But that approach does not apply to agreed sentences. When an agreed sentence exists
and the trial court adopts the agreement, there can be no unpleasant surprise to the
defendant. In that situation, the more lenient pre-sentence standard still applies. Id.
{¶ 15} The issue is more complicated here, however, because defense counsel
explicitly urged the trial court to apply the post-sentence standard to Slaughter’s motion.
5 During the plea-withdrawal hearing, defense counsel argued “that in order to withdraw his
plea, there has to be some kind of injustice or manifest injustice due to the docket showing
that there was a statement of a sentence on the record.” The manifest-injustice standard
recited by defense counsel only applies to post-sentence motions to withdraw a plea. State
v. Sheppard, 2025-Ohio-4882, ¶ 18 (2d Dist.). At defense counsel’s urging, the trial court
incorrectly applied that stricter standard to his pre-sentence motion.
{¶ 16} Although the trial court applied the wrong standard, it did so at defense
counsel’s invitation. “Under the invited error doctrine, an appellant cannot attack a judgment
for errors committed by himself or herself, for errors that the appellant induced the court to
commit, or for errors into which the appellant either intentionally or unintentionally misled the
court, and for which the appellant is responsible.” State v. Keeton, 2023-Ohio-1230, ¶ 14
(2d Dist.). The doctrine precludes a party from complaining about an action or ruling made
in accordance with the party’s own suggestion. (Citations omitted.) State v. Cunigan, 2011-
Ohio-4010, ¶ 12 (2d Dist.).
{¶ 17} Under the manifest-injustice standard suggested by defense counsel, the trial
court did not abuse its discretion in overruling Slaughter’s motion. “‘A manifest injustice is a
clear or openly unjust act; an extraordinary and fundamental flaw in the plea proceeding.’”
State v. Hawke, 2020-Ohio-511, ¶ 13 (2d Dist.), quoting State v. Yapp, 2015-Ohio-1654, ¶ 8
(8th Dist.). “The manifest-injustice standard demands a showing of extraordinary
circumstances, and the defendant bears the burden of proving the existence of a manifest
injustice.” State v. Turner, 2007-Ohio-1346, ¶ 20 (2d Dist.).
{¶ 18} Slaughter did not testify at the plea-withdrawal hearing, and he presented no
evidence. Instead, defense counsel simply argued that withdrawal should be allowed
because Slaughter felt “coerced or forced” to plead guilty and “did not fully understand that
6 the plea included a sentence.” Counsel’s argument on these points was not evidence.
Considering Slaughter’s refusal to testify, the record contains no actual evidence that he felt
pressured to plead guilty or that he did not understand the plea included an agreed sentence.

Dataset records about object locations:
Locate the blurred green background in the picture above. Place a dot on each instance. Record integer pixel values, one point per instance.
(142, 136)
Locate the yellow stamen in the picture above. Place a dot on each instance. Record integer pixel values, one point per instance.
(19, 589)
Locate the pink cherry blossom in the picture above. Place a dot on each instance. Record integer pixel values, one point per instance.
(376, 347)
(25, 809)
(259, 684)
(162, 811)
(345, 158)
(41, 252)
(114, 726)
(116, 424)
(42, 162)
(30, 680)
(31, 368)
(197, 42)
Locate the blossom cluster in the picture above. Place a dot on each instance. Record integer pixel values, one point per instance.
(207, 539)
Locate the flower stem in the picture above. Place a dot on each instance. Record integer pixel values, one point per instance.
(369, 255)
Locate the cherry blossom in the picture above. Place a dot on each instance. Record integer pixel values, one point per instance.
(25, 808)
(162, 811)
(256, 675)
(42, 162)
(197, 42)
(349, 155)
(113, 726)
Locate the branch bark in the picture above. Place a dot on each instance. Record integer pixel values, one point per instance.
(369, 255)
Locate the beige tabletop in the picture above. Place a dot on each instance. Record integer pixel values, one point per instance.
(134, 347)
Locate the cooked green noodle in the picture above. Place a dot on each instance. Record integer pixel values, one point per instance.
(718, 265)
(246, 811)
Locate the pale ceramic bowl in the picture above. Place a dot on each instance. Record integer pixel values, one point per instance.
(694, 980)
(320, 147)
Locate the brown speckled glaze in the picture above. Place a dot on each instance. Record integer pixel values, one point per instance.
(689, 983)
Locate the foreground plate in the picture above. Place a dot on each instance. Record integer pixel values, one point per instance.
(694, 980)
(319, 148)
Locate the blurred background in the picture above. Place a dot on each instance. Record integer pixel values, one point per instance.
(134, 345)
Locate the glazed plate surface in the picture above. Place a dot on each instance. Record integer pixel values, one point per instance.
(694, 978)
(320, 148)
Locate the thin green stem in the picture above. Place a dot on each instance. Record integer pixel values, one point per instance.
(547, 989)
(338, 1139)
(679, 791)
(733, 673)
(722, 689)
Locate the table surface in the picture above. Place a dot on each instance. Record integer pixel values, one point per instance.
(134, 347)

Exercise instructions :: According to the court opinion excerpt, which standard still applies when an agreed sentence exists and the trial court adopts the agreement?

Task answer :: The more lenient pre-sentence standard still applies.